Top of PROVIDED PASSAGE
MARINE CORPS BASE CAMP LEJEUNE, N.C. -- Improvised explosive devices are one of the main causes of deaths in Iraq for civilians and service members alike. To prepare them to face this threat Marines participate in vigorous training at a special course designed for realistic simulations..
Marines from Company C, 1st Battalion, 2nd Marine Regiment, trained at Landing Zone Plover here, Sept. 19, where they were taught how to react to IEDs and enemy contact while on a patrol.
“These IED simulators are as close to a real life IED as you can get,” said Sgt. Jonathan G. Lawson, 2nd Platoon’s guide and Spring Hill, Fla., native. “They are effective in training and 100 percent safe.”
In Iraq, insurgents can hide IEDs anywhere. Marines must be on the lookout for any potential threat from even the most mundane sources.
“They can hide IEDs on the streets, in rubble, in cars, or anywhere. You have to keep your eyes open,” said Lance Cpl. Zachery J. Kelly, a designated marksman with 1st Squad, 2nd Platoon. “Incase an IED does explode, we have to know how to react to that situation.”
The Marines were taught how to respond to an IED when they spot one and how to care for any casualties or wounded causes by an IED attack.
During the training exercise, the simulated IEDs were placed along a dirt road in the middle of a forest. They were dug into the ground and hidden from sight.
As the Marines patrol down the road, they looked for anything suspicious that could be a potential threat. Whether it was cords, loose dirt, or even a can hidden under some leaves, the Marines were wary of anything.
When a group of Marines passes the IED, Marines acting as insurgents deeper in the forest detonate it in a thunderous explosion of brown smoke that fills the road. Marines touched by the brown smoke were considered casualties and the others dealt with them accordingly.
“There are no pyrotechnics in these IEDs,” Lawson explained. “When they detonate, there is a loud explosion with a non-toxic powder sprayed outward.”
Kelly, who was at the front of the patrol, was one of the Marines hit by the explosion.
“It kind of shocks you at first, you’re not sure what to do,” said Kelly as he lay on the road and the rest of his squad set up security around him. “But I guess that’s the whole point of all this training right?”
Many Marines from 1st Battalion, 2nd Marine Regiment, are scheduled to deploy for the first time later this year. This training was part of their seven-day field training exercise conducted in the Camp Lejeune area.
“This training is essential to all Marines’ survival because IEDs are such a huge threat,” Lawson explained. “With this training they will know how to locate potential IEDs before they cause harm which will hopefully reduce casualties when they deploy.”
Bottom of PROVIDED PASSAGE
Turn the paragraph of the IED training article that begins "When a group of Marines passes the IED" into a short bulleted list of its main facts.
Top of RECORDED INFORMATION
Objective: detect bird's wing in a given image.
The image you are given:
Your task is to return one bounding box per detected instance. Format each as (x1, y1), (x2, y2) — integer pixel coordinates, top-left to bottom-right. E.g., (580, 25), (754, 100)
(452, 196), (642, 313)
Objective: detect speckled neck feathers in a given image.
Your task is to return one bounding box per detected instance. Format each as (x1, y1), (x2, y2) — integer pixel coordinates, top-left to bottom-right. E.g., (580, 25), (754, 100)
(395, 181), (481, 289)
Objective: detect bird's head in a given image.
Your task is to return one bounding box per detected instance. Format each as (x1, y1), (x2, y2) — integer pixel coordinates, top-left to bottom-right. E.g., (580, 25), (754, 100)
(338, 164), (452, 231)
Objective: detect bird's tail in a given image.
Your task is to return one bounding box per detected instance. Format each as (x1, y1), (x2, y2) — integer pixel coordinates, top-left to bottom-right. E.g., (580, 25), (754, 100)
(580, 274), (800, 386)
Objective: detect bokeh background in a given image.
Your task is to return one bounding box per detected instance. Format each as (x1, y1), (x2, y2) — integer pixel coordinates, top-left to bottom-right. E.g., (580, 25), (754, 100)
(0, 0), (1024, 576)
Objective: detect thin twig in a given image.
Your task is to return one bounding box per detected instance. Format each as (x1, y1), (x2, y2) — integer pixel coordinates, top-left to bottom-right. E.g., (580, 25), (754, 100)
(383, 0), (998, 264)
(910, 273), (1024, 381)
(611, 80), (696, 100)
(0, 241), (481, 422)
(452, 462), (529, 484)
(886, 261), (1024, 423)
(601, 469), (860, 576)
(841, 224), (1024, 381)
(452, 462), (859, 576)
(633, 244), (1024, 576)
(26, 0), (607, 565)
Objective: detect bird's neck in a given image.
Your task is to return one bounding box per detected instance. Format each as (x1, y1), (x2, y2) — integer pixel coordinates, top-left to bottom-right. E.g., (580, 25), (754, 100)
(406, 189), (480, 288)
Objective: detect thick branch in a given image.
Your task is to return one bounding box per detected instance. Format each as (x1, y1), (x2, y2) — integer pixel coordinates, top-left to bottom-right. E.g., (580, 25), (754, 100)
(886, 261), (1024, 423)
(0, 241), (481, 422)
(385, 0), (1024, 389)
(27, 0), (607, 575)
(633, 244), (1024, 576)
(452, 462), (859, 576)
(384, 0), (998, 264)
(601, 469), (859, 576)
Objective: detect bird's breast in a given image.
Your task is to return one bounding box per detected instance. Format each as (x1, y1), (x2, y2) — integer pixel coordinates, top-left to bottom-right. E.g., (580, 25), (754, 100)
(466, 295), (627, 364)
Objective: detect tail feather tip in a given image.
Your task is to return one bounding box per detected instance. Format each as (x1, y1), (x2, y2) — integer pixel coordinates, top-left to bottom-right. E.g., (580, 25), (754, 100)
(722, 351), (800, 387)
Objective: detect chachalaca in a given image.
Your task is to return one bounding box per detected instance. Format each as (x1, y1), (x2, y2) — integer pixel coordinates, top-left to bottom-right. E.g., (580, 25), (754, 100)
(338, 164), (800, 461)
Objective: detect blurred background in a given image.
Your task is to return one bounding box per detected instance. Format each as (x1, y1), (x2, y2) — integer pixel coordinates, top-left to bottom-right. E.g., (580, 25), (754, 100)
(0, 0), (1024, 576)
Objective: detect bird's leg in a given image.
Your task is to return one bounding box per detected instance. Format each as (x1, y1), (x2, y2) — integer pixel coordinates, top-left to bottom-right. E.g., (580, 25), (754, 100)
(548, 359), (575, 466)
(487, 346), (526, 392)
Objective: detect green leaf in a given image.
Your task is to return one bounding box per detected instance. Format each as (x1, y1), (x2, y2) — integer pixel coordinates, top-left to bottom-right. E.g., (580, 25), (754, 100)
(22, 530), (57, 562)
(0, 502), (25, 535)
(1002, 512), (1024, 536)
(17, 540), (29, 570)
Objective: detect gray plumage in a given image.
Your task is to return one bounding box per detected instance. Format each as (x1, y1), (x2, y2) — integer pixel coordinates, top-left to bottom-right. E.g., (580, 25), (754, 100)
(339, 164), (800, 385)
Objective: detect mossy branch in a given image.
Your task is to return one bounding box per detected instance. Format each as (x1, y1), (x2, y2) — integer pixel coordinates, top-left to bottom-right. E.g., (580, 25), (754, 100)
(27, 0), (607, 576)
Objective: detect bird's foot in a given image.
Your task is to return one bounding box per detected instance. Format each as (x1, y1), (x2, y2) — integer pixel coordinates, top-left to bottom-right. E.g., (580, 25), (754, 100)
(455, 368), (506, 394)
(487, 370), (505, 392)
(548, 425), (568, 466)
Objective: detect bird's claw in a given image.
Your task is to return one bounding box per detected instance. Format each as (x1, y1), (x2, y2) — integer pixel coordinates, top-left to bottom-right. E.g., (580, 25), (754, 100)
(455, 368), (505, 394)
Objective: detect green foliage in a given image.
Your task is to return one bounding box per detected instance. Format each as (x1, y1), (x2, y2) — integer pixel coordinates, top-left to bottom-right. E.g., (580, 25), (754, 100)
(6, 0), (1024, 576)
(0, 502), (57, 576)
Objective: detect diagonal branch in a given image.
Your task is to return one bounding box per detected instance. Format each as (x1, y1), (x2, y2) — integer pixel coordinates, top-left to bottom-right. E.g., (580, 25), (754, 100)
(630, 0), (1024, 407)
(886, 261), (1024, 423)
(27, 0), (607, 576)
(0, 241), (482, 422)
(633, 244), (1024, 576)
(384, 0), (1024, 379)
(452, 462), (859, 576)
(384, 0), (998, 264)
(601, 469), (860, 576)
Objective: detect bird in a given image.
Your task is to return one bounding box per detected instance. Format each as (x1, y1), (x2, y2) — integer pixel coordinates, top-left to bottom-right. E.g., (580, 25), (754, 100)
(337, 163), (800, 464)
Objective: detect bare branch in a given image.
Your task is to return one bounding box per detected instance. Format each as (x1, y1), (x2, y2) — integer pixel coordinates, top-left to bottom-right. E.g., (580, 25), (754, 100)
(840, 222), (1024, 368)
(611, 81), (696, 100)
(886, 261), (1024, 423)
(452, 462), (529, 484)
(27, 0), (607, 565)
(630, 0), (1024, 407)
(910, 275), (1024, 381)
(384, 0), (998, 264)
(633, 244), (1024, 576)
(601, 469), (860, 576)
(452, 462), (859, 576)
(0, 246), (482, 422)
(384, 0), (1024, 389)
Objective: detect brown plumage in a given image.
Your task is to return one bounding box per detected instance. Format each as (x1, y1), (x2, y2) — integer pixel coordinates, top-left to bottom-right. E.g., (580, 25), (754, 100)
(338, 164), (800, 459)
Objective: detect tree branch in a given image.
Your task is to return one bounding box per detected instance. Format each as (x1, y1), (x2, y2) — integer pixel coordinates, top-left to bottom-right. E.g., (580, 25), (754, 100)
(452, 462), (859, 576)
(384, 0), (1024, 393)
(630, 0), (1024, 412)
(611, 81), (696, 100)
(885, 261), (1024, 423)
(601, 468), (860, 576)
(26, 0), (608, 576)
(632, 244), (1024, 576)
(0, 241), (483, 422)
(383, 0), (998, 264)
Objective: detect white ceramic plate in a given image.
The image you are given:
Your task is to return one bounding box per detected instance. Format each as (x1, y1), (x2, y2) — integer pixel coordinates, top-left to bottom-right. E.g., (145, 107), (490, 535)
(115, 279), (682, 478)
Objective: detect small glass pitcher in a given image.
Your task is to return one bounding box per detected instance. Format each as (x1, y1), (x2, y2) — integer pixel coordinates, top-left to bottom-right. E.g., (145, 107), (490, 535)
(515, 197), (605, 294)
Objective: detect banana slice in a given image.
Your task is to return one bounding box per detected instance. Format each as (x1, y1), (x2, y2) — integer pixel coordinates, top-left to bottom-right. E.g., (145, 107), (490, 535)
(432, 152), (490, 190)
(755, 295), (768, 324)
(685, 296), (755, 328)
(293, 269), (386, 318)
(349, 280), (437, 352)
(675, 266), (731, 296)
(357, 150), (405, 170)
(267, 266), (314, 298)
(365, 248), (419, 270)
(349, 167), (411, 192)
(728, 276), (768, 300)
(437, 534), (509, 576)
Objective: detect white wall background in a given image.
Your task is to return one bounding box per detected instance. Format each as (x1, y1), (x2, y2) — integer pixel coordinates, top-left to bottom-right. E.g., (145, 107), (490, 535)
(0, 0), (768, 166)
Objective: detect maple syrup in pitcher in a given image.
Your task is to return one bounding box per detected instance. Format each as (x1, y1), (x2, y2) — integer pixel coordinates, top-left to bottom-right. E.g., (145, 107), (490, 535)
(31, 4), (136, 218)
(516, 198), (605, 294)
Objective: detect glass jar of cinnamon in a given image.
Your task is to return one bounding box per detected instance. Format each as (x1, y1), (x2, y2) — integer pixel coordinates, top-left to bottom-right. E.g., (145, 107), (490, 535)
Bottom of RECORDED INFORMATION
EXERCISE OUTPUT
- Marines playing insurgents hide deeper in the forest.
- They set off the IED after a group of Marines passes it.
- The blast fills the road with thunderous brown smoke.
- Marines touched by the smoke count as casualties.
- The other Marines deal with those casualties.